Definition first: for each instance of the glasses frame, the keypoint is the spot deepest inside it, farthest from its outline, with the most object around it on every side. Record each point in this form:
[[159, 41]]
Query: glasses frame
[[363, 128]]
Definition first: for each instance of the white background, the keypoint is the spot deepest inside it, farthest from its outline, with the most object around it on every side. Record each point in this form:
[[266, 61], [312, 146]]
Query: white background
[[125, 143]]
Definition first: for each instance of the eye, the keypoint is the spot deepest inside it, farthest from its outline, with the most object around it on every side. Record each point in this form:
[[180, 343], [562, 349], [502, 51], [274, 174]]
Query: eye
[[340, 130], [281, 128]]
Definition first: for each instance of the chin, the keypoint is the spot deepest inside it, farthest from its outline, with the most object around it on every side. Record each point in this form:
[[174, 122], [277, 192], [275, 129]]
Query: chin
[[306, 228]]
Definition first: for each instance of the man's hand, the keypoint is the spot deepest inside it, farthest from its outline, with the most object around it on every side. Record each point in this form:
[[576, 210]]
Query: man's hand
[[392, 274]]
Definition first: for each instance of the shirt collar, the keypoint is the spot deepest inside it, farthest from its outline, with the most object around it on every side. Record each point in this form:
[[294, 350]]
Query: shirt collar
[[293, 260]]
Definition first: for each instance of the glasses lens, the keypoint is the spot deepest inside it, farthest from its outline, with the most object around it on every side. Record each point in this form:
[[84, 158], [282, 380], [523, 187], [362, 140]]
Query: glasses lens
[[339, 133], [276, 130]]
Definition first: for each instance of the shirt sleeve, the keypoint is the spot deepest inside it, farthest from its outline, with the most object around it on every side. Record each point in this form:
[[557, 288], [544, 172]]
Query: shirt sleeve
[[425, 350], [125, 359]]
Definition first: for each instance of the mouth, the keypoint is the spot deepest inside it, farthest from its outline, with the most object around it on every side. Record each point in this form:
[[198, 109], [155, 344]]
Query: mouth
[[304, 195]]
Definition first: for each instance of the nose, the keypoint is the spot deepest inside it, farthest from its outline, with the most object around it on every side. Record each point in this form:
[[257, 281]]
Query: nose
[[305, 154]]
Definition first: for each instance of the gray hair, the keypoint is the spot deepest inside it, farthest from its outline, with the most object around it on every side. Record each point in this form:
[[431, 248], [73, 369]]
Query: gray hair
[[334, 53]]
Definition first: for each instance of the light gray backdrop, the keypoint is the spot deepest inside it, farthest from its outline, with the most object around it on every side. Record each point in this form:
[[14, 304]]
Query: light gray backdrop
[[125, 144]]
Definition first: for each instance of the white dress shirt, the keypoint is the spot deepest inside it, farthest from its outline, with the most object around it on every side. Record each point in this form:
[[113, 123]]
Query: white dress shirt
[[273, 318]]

:::::

(DO THIS)
Copy out the records between the line containing "Definition first: for each instance of the glasses lens, the" and the line containing "[[334, 53]]", inclusive, requests and all. Shift every answer point coordinate by adding 78 to each number, and leave the sample points in the requests unchanged.

(OUTPUT OF THE TASK)
Definition first: for each instance of the glasses lens, the keypoint is the spot deepest inside it, farthest from its outline, with the most object around it on every side. Record each point in this form:
[[84, 158], [282, 380], [523, 187], [362, 140]]
Query: glasses lens
[[417, 211], [354, 208]]
Definition first: for each instance of the shirt sleeve, the keypoint is the spot deepest inside it, farthest from its outline, with the most object around it on every side. Record each point in this form:
[[557, 288], [544, 172]]
Query: shirt sleeve
[[503, 428], [203, 437]]
Definition first: for each instance of the mouth, the keypoint is the spot deepest inside it, farthest from its outline, with the most object around it on every side. Record each point in this form:
[[198, 109], [155, 344]]
Query: mouth
[[382, 273]]
Definition first: for each instance of the nose, the keypoint is the spot deepest inside it, farthest from its outline, with the most object around it on every side. Record each point in this form:
[[257, 281]]
Query: nose
[[383, 232]]
Definition first: for each instance of the gray hair, the keypoint is the spot deepest inside it, farthest from its outline, with the most object around it on every side. Record each point in this form:
[[431, 248], [73, 369]]
Query: gray hair
[[412, 131]]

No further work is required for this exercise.